_Task prompt_.
Give the entries back exactly, dropping each image.

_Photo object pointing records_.
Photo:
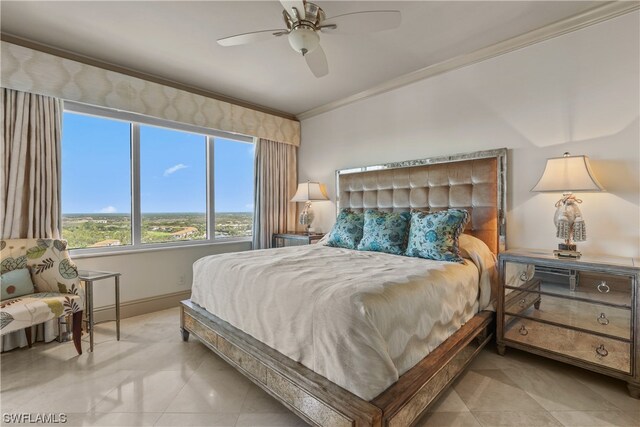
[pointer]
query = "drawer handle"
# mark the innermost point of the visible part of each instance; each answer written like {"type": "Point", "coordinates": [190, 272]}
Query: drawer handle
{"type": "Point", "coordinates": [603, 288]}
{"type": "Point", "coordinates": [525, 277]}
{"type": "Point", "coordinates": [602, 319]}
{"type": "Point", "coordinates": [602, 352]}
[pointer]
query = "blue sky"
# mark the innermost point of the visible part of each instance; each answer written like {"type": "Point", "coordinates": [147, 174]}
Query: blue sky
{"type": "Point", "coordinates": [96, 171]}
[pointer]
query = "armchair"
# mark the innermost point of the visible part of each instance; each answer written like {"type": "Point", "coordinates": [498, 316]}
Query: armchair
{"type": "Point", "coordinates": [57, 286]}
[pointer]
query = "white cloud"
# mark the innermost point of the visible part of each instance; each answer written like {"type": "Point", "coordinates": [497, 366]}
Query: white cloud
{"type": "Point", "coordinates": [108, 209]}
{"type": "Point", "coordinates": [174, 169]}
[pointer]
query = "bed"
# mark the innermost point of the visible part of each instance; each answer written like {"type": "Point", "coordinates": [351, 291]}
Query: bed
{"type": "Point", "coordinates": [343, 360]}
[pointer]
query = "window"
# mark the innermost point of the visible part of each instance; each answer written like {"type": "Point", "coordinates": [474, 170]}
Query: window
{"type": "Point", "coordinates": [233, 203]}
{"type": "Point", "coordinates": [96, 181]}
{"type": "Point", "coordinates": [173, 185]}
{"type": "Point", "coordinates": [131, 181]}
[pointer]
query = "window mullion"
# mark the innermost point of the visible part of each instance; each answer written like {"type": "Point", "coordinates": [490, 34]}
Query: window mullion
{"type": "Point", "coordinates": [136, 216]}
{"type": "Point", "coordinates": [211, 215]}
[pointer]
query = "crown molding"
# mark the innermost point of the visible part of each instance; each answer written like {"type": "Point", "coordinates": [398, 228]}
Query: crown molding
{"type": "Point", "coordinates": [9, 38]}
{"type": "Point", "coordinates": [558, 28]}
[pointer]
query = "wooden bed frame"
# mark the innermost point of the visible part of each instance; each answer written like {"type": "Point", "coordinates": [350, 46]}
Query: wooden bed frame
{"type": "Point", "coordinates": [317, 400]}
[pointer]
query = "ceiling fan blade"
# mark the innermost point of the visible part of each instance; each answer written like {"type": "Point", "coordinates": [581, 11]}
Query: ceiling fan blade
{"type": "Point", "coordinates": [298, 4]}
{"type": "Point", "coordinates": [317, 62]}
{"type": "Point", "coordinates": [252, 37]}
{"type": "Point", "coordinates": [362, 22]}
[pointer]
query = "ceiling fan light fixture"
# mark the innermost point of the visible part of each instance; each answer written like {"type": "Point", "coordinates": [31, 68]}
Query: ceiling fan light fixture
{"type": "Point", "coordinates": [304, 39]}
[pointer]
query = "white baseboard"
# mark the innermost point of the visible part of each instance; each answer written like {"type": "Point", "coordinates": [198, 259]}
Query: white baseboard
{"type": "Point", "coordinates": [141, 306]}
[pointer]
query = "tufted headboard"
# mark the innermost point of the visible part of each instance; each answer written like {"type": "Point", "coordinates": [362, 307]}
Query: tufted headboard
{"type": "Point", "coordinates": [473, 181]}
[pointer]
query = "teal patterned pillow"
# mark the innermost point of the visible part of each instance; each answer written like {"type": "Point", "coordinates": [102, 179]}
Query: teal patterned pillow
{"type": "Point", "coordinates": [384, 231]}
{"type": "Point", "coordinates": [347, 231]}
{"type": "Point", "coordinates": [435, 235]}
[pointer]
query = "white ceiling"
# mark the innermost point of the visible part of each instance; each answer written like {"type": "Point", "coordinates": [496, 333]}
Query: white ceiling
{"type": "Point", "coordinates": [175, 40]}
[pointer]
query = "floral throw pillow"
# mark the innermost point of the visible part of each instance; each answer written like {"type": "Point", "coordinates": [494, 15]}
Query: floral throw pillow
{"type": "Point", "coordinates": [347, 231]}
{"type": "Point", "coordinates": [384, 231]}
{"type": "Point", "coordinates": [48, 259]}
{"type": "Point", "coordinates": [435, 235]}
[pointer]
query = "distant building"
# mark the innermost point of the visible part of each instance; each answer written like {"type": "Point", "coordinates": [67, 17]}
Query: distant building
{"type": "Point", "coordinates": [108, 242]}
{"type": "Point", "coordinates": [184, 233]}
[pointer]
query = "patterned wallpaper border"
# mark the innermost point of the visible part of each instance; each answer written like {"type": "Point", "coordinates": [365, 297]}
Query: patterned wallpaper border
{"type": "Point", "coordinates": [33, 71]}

_Output_.
Photo:
[pointer]
query = "drawer handle"
# mark the innermost point of the visible part of each instance; each answer written like {"type": "Point", "coordinates": [190, 272]}
Query: drawer handle
{"type": "Point", "coordinates": [603, 288]}
{"type": "Point", "coordinates": [525, 277]}
{"type": "Point", "coordinates": [602, 319]}
{"type": "Point", "coordinates": [602, 352]}
[pointer]
query = "blue sky"
# mark the innermost point of the visible part of each instance; each answer written like {"type": "Point", "coordinates": [147, 174]}
Query: blue sky
{"type": "Point", "coordinates": [96, 171]}
[pointer]
query = "armchair"
# mark the innermost point of the visible part of each instance; each answer written like {"type": "Point", "coordinates": [498, 316]}
Query: armchair
{"type": "Point", "coordinates": [57, 286]}
[pointer]
query = "white cloud"
# mark the innermost point of the visible part of each instance; each answer written like {"type": "Point", "coordinates": [497, 366]}
Query: white cloud
{"type": "Point", "coordinates": [108, 209]}
{"type": "Point", "coordinates": [174, 169]}
[pointer]
query = "bed"
# mark the innermost point of the visible part of each instance; each answer written like {"type": "Point", "coordinates": [351, 291]}
Query: bed
{"type": "Point", "coordinates": [343, 360]}
[pointer]
query = "window"
# mark the innermost point of the visible part of each instance; each answer written like {"type": "Point", "coordinates": [474, 170]}
Query: window
{"type": "Point", "coordinates": [233, 203]}
{"type": "Point", "coordinates": [96, 181]}
{"type": "Point", "coordinates": [173, 185]}
{"type": "Point", "coordinates": [131, 181]}
[pointer]
query = "window mullion"
# mark the innermost point of the visible part of each instance; each answer written like {"type": "Point", "coordinates": [490, 34]}
Query: window mullion
{"type": "Point", "coordinates": [136, 216]}
{"type": "Point", "coordinates": [211, 215]}
[pointer]
query = "crown molding"
# mark the innermost point of the visible part of each instance; each answer written like {"type": "Point", "coordinates": [398, 228]}
Query: crown molding
{"type": "Point", "coordinates": [9, 38]}
{"type": "Point", "coordinates": [558, 28]}
[pointer]
query = "wooden bed frame"
# mark the innermost point of the visible part of each instance; each answer written like {"type": "Point", "coordinates": [350, 46]}
Query: wooden bed frame
{"type": "Point", "coordinates": [317, 400]}
[pointer]
query = "ceiling fan blade"
# mark the innermost point of the visible part of each instance; each answer written like {"type": "Point", "coordinates": [581, 11]}
Query: ceiling fan blade
{"type": "Point", "coordinates": [298, 4]}
{"type": "Point", "coordinates": [317, 62]}
{"type": "Point", "coordinates": [252, 37]}
{"type": "Point", "coordinates": [362, 22]}
[pointer]
query = "ceiling fan light fixture"
# mark the innermost point of the visible part of each instance; each answer written like {"type": "Point", "coordinates": [31, 68]}
Query: ceiling fan light fixture
{"type": "Point", "coordinates": [304, 39]}
[pointer]
query = "white baseboard"
# mark the innermost point of the visible part of each instance; each answer written like {"type": "Point", "coordinates": [198, 259]}
Query: white baseboard
{"type": "Point", "coordinates": [141, 306]}
[pointer]
query = "tufted headboard"
# mark the innermost point of the visible part of each instance; each answer written like {"type": "Point", "coordinates": [362, 307]}
Query: tufted headboard
{"type": "Point", "coordinates": [473, 181]}
[pointer]
query = "teal patterned pillow"
# mark the innermost point of the visible part of each instance; each answer written like {"type": "Point", "coordinates": [102, 179]}
Query: teal patterned pillow
{"type": "Point", "coordinates": [384, 231]}
{"type": "Point", "coordinates": [347, 231]}
{"type": "Point", "coordinates": [435, 235]}
[pointer]
query = "white ceiling"
# mark the innermost point of the visible part of each instance; each answer written like {"type": "Point", "coordinates": [496, 333]}
Query: white ceiling
{"type": "Point", "coordinates": [175, 40]}
[pointer]
query = "floral throw pillow"
# mark the innermost point of the visible part of each instance; each answer written like {"type": "Point", "coordinates": [494, 15]}
Query: floral throw pillow
{"type": "Point", "coordinates": [347, 231]}
{"type": "Point", "coordinates": [384, 231]}
{"type": "Point", "coordinates": [48, 259]}
{"type": "Point", "coordinates": [435, 235]}
[pointer]
query = "distant building"
# mark the innermost point of the visible part of each instance; each answer written like {"type": "Point", "coordinates": [67, 17]}
Query: distant building
{"type": "Point", "coordinates": [108, 242]}
{"type": "Point", "coordinates": [184, 233]}
[pointer]
query = "patterned wallpaper border"
# mark the innermost point of the visible part of each instance; each answer written like {"type": "Point", "coordinates": [365, 297]}
Query: patterned wallpaper border
{"type": "Point", "coordinates": [33, 71]}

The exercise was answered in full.